= Task =
Render every line of the records below as a JSON list of strings, one string per line, with blank lines omitted. Leave the pictures out.

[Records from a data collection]
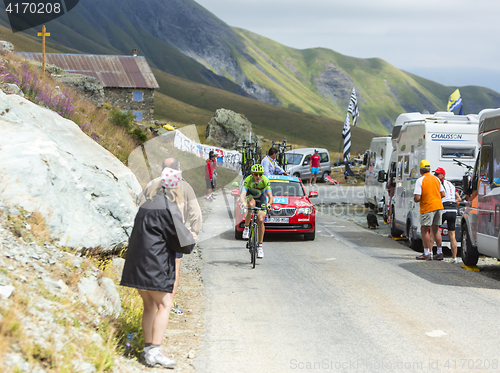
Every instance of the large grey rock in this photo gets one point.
(228, 129)
(101, 293)
(86, 195)
(88, 86)
(6, 47)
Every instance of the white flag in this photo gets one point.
(353, 107)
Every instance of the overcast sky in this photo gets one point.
(453, 42)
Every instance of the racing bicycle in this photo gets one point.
(253, 238)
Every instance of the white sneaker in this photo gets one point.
(155, 357)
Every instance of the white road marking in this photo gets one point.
(436, 333)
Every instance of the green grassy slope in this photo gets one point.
(269, 120)
(383, 91)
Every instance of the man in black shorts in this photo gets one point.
(450, 200)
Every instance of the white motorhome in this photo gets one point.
(439, 138)
(481, 217)
(378, 158)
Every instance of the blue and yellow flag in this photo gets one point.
(455, 101)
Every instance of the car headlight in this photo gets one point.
(305, 210)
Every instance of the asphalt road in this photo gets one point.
(349, 301)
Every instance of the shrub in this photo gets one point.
(139, 135)
(124, 120)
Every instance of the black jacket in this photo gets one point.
(150, 261)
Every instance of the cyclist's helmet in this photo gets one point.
(257, 169)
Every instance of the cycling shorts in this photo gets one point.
(260, 201)
(450, 217)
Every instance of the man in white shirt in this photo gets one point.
(449, 200)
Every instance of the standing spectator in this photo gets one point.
(150, 265)
(214, 174)
(209, 174)
(450, 211)
(429, 191)
(270, 165)
(314, 166)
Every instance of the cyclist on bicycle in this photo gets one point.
(270, 165)
(255, 189)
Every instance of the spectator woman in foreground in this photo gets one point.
(150, 264)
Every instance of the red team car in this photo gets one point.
(291, 212)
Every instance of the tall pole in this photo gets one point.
(43, 34)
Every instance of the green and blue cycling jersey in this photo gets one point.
(256, 190)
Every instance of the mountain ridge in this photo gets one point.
(182, 38)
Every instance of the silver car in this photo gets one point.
(298, 163)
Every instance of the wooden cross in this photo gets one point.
(43, 34)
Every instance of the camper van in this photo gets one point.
(481, 216)
(378, 158)
(390, 180)
(440, 138)
(298, 163)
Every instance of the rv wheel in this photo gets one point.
(394, 231)
(469, 252)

= Final answer =
[
  "Every instance of the large grey rock in this photo gets one point.",
  "(228, 129)",
  "(101, 293)",
  "(86, 195)",
  "(88, 86)",
  "(6, 47)",
  "Every instance of the white flag in this photo gets one point.",
  "(353, 107)",
  "Every instance of the overcast sky in this photo gets one point.",
  "(453, 42)",
  "Every instance of the racing bicycle in this photo gets one point.",
  "(253, 238)",
  "Every instance of the white sneaker in this photo gets one point.",
  "(155, 357)",
  "Every instance of the white road marking in this photo gets one point.",
  "(436, 333)",
  "Every instance of the green grassy slope in this photo gets one point.",
  "(269, 120)",
  "(383, 91)",
  "Every instance of the man in black shorts in this photo gets one point.",
  "(450, 200)",
  "Every instance of the white motorhome in this photo gets one point.",
  "(439, 138)",
  "(481, 217)",
  "(378, 158)",
  "Every instance of the blue and yellow flag in this photo gets one point.",
  "(455, 101)",
  "Every instance of the car headlight in this photo gets one point.",
  "(305, 210)",
  "Every instance of the asphalt road in this photo gets one point.",
  "(349, 301)",
  "Every instance of the shrub in this photo gets one point.",
  "(139, 135)",
  "(124, 120)",
  "Every instance of the black jacket in this photo gets one point.",
  "(150, 261)",
  "Every instance of the cyclist's helmet in this photo gets one point.",
  "(257, 169)",
  "Every instance of the cycling shorts in this photo gets one point.",
  "(260, 201)",
  "(450, 217)",
  "Every instance of the man in white shirt in this photo gets one point.",
  "(449, 200)",
  "Every instance of the standing spectator in this photo gets one point.",
  "(150, 265)",
  "(214, 174)",
  "(209, 174)",
  "(450, 211)",
  "(429, 191)",
  "(270, 165)",
  "(314, 166)",
  "Every instance of the cyclist on bicycle in this photo gets one point.",
  "(270, 165)",
  "(255, 189)",
  "Every instance of the spectator woman in foreground in this photo gets one point.",
  "(150, 264)",
  "Every instance of the red team car in this photo gets one point.",
  "(291, 212)",
  "Every instance of the tall pole in this photo gets one point.",
  "(43, 34)",
  "Every instance of the green and blue cycling jersey in this photo gets one point.",
  "(256, 190)",
  "Every instance of the mountain ridge in this photo gets one point.",
  "(182, 38)",
  "Every instance of the silver car in this photo gets one point.",
  "(298, 163)",
  "Every instance of the wooden cross in this photo gets one point.",
  "(43, 34)",
  "Every instance of the camper van in this photo gets one point.",
  "(481, 216)",
  "(378, 158)",
  "(390, 180)",
  "(440, 138)",
  "(298, 163)",
  "Every instance of the rv wheel in this photo gets one point.",
  "(394, 231)",
  "(469, 252)"
]